====== PROVIDED DATA
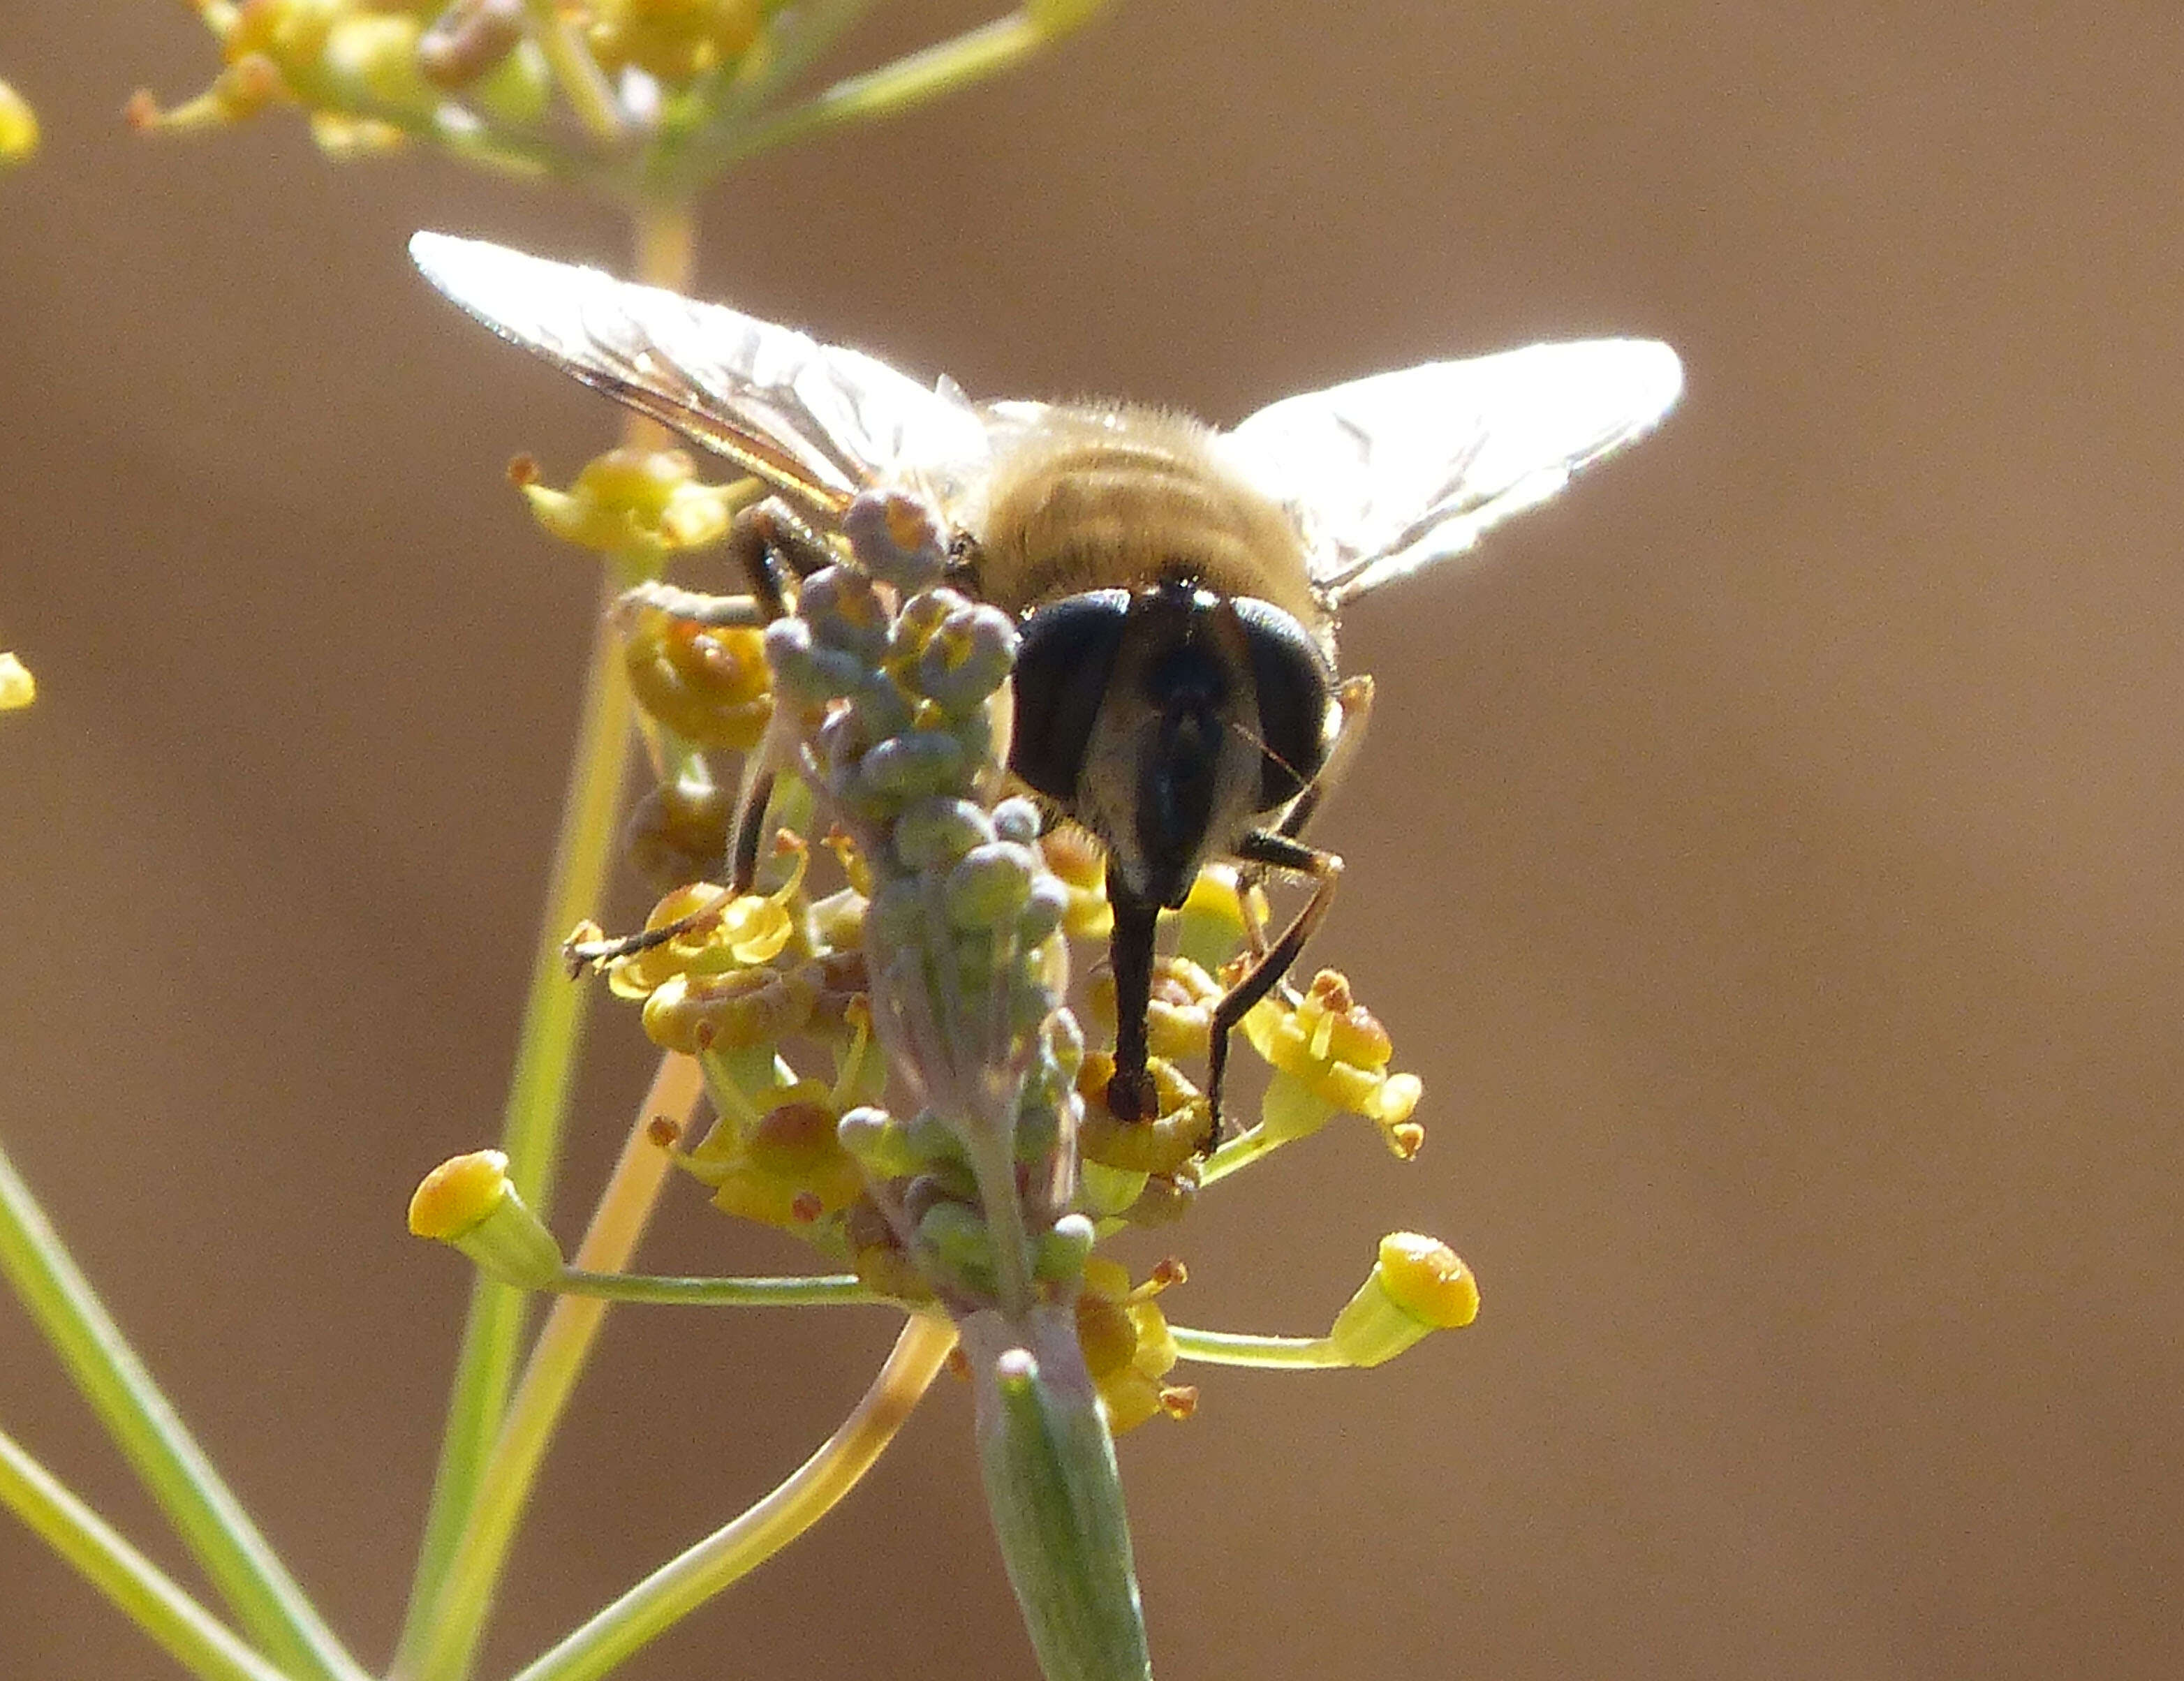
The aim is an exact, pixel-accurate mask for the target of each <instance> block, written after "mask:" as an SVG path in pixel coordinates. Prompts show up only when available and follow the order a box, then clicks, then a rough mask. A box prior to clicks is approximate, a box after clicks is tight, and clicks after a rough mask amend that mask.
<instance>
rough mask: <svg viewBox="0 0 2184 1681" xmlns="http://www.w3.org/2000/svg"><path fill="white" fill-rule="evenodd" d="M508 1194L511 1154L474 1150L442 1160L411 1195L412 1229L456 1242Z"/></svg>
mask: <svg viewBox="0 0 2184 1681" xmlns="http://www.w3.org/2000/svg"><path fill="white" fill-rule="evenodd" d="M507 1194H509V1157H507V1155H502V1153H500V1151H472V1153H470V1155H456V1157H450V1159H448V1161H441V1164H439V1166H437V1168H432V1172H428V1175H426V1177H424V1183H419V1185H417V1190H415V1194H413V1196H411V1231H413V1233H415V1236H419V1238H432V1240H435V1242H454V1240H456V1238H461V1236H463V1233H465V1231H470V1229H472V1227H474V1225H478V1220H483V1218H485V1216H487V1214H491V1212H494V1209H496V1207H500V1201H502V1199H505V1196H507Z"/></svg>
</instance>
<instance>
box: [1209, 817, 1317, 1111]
============
-- TASK TO CARRY OUT --
Write out everything in the data word for word. Omit each picture.

-- RESPONSE FOR THIS EXERCISE --
The aim is an exact, pixel-accurate mask for the target of each <instance> block, written after "mask:" as an SVG path in pixel coordinates. Prompts show up only when available and follow the order a box, then clicks, then a rough mask. A box prior to clicks is approximate, a box after clicks is tight, and clicks after a rough mask amend that mask.
<instance>
rough mask: <svg viewBox="0 0 2184 1681" xmlns="http://www.w3.org/2000/svg"><path fill="white" fill-rule="evenodd" d="M508 1194L511 1154L474 1150L442 1160L411 1195L412 1229L456 1242Z"/></svg>
mask: <svg viewBox="0 0 2184 1681" xmlns="http://www.w3.org/2000/svg"><path fill="white" fill-rule="evenodd" d="M507 1194H509V1157H507V1155H502V1153H500V1151H472V1153H470V1155H456V1157H450V1159H448V1161H441V1164H439V1166H437V1168H432V1172H428V1175H426V1177H424V1183H419V1185H417V1190H415V1194H413V1196H411V1231H413V1233H415V1236H419V1238H432V1240H435V1242H454V1240H456V1238H461V1236H463V1233H465V1231H470V1229H472V1227H474V1225H478V1220H483V1218H485V1216H487V1214H491V1212H494V1209H496V1207H500V1201H502V1199H505V1196H507Z"/></svg>
</instance>
<instance>
box: [1209, 817, 1317, 1111]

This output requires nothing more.